[Requirement]: Reproduce the full listing below unchanged, apart from the pictures.
[START Dataset records]
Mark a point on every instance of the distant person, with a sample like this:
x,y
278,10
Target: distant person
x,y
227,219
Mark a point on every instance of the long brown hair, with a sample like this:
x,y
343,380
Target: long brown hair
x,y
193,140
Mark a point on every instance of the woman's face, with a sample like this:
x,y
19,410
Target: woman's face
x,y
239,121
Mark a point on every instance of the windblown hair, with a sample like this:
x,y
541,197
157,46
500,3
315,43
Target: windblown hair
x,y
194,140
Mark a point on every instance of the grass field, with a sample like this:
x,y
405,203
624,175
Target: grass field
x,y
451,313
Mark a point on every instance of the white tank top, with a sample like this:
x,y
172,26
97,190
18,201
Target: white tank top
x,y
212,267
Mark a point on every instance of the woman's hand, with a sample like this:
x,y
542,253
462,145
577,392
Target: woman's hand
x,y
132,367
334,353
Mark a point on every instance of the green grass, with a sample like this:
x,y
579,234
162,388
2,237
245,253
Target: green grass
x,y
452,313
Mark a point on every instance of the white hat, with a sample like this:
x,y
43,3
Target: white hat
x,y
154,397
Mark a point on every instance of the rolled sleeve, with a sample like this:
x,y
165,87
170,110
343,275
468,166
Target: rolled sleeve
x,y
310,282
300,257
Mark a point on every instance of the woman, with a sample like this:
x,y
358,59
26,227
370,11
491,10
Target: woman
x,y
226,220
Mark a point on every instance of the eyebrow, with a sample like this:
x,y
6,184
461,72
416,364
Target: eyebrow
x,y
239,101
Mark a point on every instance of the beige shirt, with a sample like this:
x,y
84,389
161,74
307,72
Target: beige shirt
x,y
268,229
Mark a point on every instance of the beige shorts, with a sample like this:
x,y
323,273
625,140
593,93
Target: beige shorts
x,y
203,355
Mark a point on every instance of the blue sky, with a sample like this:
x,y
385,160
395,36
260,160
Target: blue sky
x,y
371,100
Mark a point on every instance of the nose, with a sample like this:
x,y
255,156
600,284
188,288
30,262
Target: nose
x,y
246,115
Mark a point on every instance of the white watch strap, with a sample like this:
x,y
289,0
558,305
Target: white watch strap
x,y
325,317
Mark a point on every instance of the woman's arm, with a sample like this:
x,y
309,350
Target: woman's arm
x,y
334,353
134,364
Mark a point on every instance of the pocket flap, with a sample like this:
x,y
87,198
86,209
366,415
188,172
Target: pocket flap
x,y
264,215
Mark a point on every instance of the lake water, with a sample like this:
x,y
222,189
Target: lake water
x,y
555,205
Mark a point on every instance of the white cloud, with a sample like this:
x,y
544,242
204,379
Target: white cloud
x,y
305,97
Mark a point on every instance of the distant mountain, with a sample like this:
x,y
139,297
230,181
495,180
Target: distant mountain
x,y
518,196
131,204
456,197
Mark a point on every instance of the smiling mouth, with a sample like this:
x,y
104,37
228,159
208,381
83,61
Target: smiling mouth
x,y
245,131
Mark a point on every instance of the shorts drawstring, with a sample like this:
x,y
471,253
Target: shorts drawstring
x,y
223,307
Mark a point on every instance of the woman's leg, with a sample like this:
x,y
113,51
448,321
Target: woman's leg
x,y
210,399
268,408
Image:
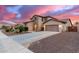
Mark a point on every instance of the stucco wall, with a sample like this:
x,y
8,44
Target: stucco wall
x,y
61,25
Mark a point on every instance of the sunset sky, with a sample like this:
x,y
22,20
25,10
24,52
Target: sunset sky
x,y
25,12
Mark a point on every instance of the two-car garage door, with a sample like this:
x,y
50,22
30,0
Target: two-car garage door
[END Dataset records]
[The output]:
Mark a point on every instance of the distant person, with a sample like this:
x,y
278,10
Target: distant person
x,y
227,219
Mark a point on every instance of the long brown hair, with a sample like this:
x,y
343,380
Target: long brown hair
x,y
193,140
Mark a point on every instance of the woman's face, with a sample like this:
x,y
19,410
Target: woman's face
x,y
239,121
Mark a point on every instance of the windblown hair, with a sample like this:
x,y
541,197
157,46
500,3
315,43
Target: windblown hair
x,y
194,140
Mark a point on every instance of the grass field, with a sample like this:
x,y
405,203
624,175
Target: grass field
x,y
451,313
Mark a point on every instance of the white tank top, with a sample like this:
x,y
172,26
97,190
18,201
Target: white tank top
x,y
212,267
Mark a point on every instance of the woman's hand, with a sample like this:
x,y
542,253
462,145
577,392
Target: woman's hand
x,y
132,367
334,353
Mark a point on every instance of the green grass, with a sample like this:
x,y
579,234
162,388
2,237
245,253
Target: green grass
x,y
452,313
Mark a point on every instance of the white hat, with a sample like this:
x,y
43,3
Target: white hat
x,y
154,397
Mark a point on every instance of the rolled sleeve, with a sample like this:
x,y
165,87
170,110
343,275
468,166
Target: rolled sleeve
x,y
310,282
300,257
Mark a point on every instance of the woman, with a sample like this:
x,y
358,59
26,227
370,11
491,10
Target: woman
x,y
226,220
Mark a point on every instance of the eyebrow, with a sample like this:
x,y
6,184
461,72
416,364
Target: eyebrow
x,y
239,101
Mark a point on every instance of the beige shirt, with a sample like this:
x,y
84,389
161,74
307,72
Target: beige shirt
x,y
268,229
Mark a point on every instance of the beige shorts, with a sample like this:
x,y
323,273
625,140
593,93
Target: beige shorts
x,y
203,355
Mark a point on every instance of the blue sky, with a sample like this:
x,y
385,160
395,36
260,160
Target: blue sky
x,y
371,100
Mark a point on every instance of the nose, with a sample like this:
x,y
255,156
600,284
188,288
30,262
Target: nose
x,y
246,115
Mark a point on every instance of the white watch strap, with a sample like this:
x,y
289,0
558,305
Target: white watch strap
x,y
325,317
Mark a point on every instance of the woman's arm, with a sample like this:
x,y
309,350
Target: woman's arm
x,y
334,353
134,364
Mark a point on every instance of the pocket flap, with a sample like this:
x,y
87,198
86,209
366,415
188,172
Target: pocket flap
x,y
264,215
Mark a point on every instance of the lake water, with a sample like this:
x,y
222,189
Target: lake water
x,y
555,205
Mark a point on every instance of the white cloud, with a sample like this:
x,y
544,242
204,379
Target: white cloud
x,y
305,97
Mark a point on every instance of the distant mountain, with a sample like this:
x,y
139,297
230,181
495,180
Target: distant mountain
x,y
518,196
131,204
456,197
Mark a point on every instance of the smiling mouth, with a sample like this:
x,y
104,37
228,159
208,381
83,61
Target: smiling mouth
x,y
245,131
Mark a point on every instance of the shorts drawstring, with a sample like this:
x,y
471,253
Target: shorts drawstring
x,y
223,307
Mark a point on every instance of the woman's leg, with a sample like this:
x,y
113,51
448,321
Target: woman's leg
x,y
210,399
268,408
Image:
Mark a point on every instance of the stucco wall, with a sample like this:
x,y
8,44
Target: stucco wall
x,y
61,25
Mark a point on every instance of the sunset sky, with a sample like this:
x,y
22,20
25,10
24,52
Target: sunset sky
x,y
25,12
Mark a point on every instance of the two-car garage door, with a sample like this:
x,y
50,22
30,0
Target: two-car garage door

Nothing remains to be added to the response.